- _EXERCISE DETAILS_
Would you print out all of the data exactly and keep the pictures out of it?

====

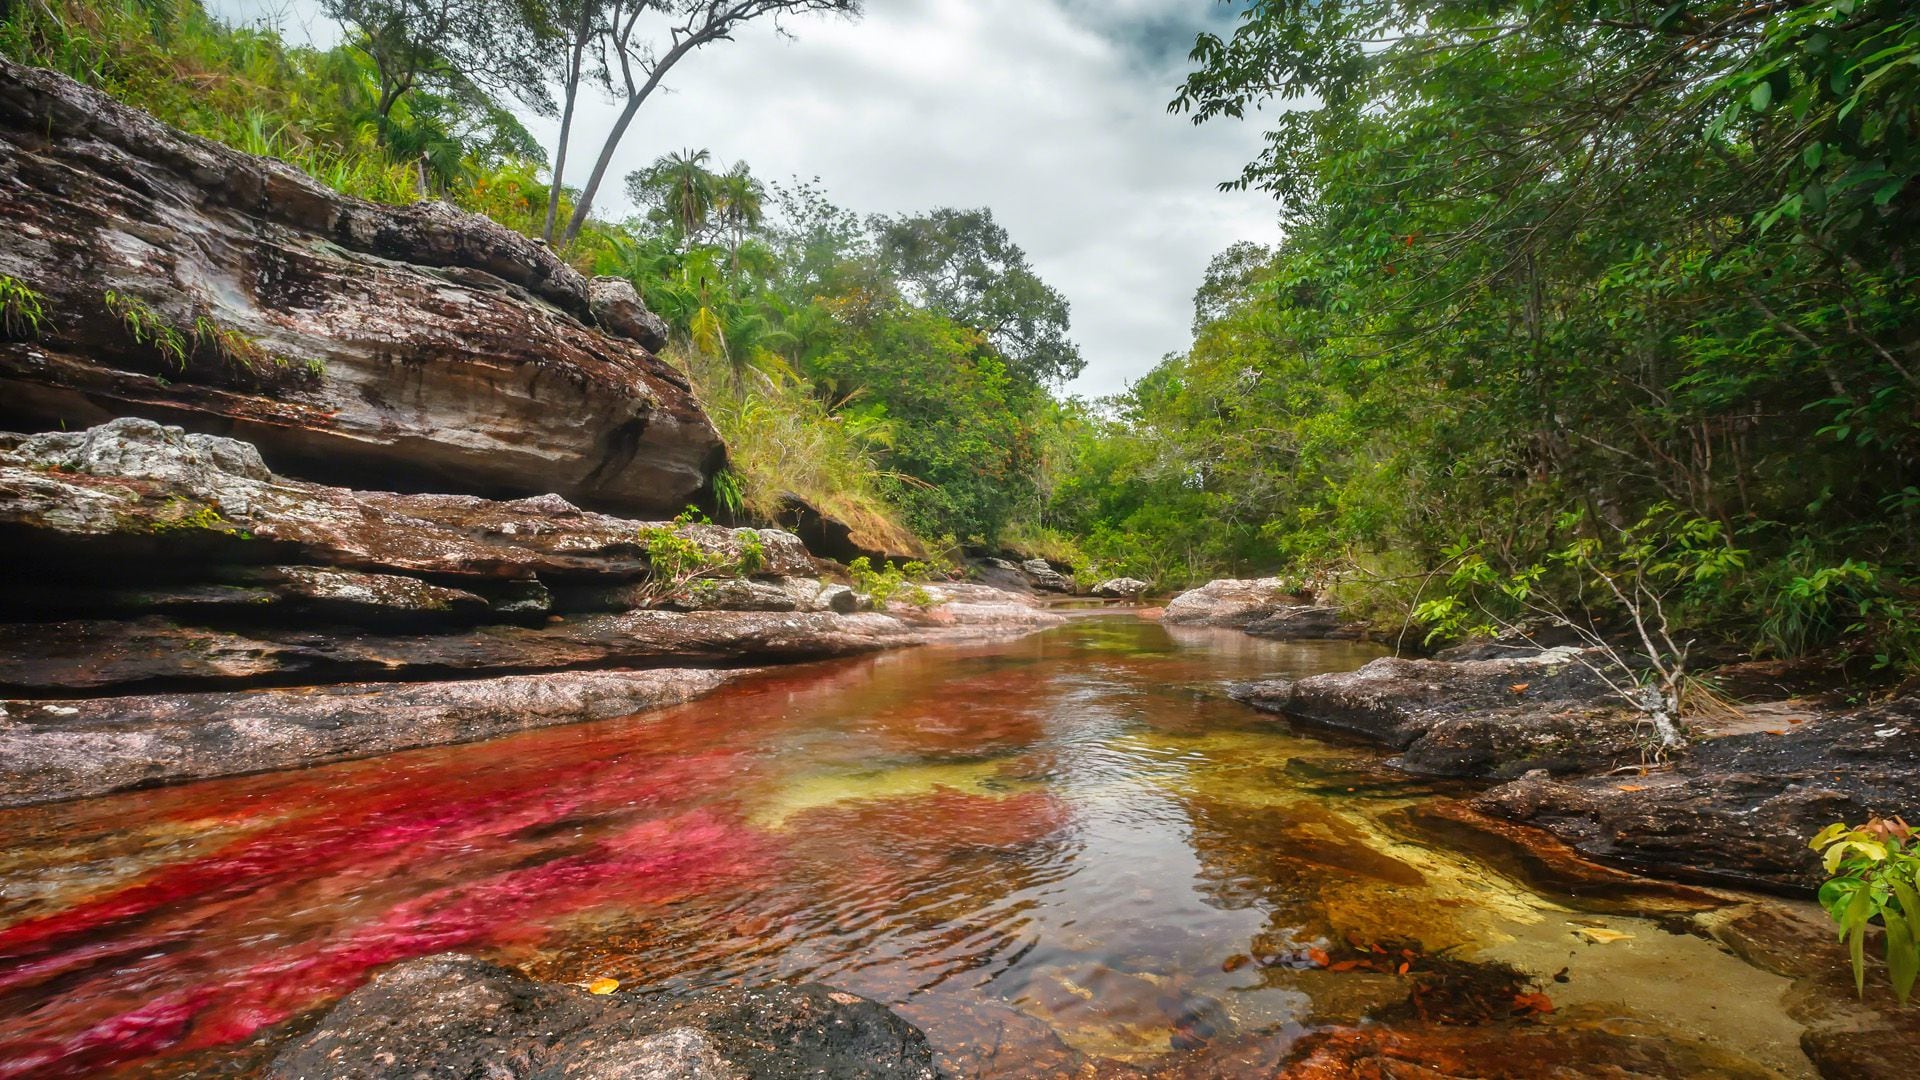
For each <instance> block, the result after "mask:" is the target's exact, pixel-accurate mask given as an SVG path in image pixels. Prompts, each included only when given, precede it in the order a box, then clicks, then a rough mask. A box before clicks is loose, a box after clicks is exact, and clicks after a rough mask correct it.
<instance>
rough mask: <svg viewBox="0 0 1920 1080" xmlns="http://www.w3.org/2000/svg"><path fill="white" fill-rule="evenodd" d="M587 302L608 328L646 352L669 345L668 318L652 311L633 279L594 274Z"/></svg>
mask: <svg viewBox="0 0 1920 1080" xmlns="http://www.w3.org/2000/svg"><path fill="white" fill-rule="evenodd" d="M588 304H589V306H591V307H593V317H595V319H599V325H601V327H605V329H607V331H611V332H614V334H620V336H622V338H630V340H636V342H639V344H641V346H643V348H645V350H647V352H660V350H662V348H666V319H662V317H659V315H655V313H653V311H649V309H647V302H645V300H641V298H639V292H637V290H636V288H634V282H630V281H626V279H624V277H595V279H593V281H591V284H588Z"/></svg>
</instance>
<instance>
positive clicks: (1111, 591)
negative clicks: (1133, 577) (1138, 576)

====

- _FINAL ANSWER_
For each <instance> block, the result after "mask:" is the target's exact, pixel-accurate mask given as an SVG path in image pixels. Prompts, each included only when given, precede it in the order a box, then clicks, then a rough mask. A box before clicks is loose, a box after clicks is exact, and clicks after a rough mask correct it.
<instance>
rough mask: <svg viewBox="0 0 1920 1080" xmlns="http://www.w3.org/2000/svg"><path fill="white" fill-rule="evenodd" d="M587 302L608 328L646 352L669 345L668 318L652 311L633 279L594 274Z"/></svg>
mask: <svg viewBox="0 0 1920 1080" xmlns="http://www.w3.org/2000/svg"><path fill="white" fill-rule="evenodd" d="M588 304H589V306H591V307H593V317H595V319H599V325H601V327H605V329H607V331H611V332H614V334H620V336H622V338H630V340H636V342H639V344H641V346H643V348H645V350H647V352H660V350H662V348H666V319H662V317H659V315H655V313H653V311H649V309H647V302H645V300H641V298H639V292H637V290H636V288H634V282H630V281H626V279H624V277H595V279H593V281H591V284H588Z"/></svg>
</instance>
<instance>
positive clicks: (1111, 591)
negative clicks: (1133, 577) (1138, 576)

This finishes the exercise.